======== DATA RECORDS ========
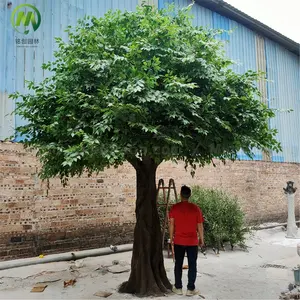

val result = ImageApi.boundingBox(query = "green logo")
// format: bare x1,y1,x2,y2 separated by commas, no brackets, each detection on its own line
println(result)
11,4,41,35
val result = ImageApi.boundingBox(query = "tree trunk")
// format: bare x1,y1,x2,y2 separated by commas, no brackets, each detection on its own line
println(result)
119,157,172,296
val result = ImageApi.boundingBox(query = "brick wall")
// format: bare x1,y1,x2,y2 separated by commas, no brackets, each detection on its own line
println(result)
0,142,136,260
1,142,299,260
158,160,300,223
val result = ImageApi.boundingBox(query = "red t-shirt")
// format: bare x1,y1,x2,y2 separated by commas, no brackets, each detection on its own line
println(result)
169,201,204,246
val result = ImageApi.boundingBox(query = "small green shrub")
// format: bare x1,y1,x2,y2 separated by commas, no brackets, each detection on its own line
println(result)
191,187,249,250
157,186,249,251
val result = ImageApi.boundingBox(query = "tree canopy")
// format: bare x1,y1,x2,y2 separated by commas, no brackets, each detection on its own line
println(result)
11,4,282,296
12,5,280,182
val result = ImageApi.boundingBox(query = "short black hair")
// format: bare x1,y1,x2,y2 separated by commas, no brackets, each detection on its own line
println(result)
181,185,191,199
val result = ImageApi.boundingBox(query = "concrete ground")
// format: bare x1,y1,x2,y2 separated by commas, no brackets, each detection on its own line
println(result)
0,225,300,299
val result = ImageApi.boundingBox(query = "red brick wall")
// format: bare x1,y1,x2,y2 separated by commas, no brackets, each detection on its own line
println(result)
0,142,136,260
158,160,300,223
1,142,299,260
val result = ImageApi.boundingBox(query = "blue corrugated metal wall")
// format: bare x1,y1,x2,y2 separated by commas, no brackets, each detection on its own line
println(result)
0,1,15,139
265,39,300,163
226,19,263,161
213,12,229,41
1,0,299,163
159,0,300,163
0,0,138,140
========
## AIM OF THE TASK
Go through the listing above and list every line that has the word "wall".

## ANSWER TO THIS EXERCISE
val result = ImageApi.boundingBox(query = "brick wall")
val result = ImageApi.boundingBox(query = "red brick wall")
val result = ImageApi.boundingBox(query = "blue corrugated metal wall")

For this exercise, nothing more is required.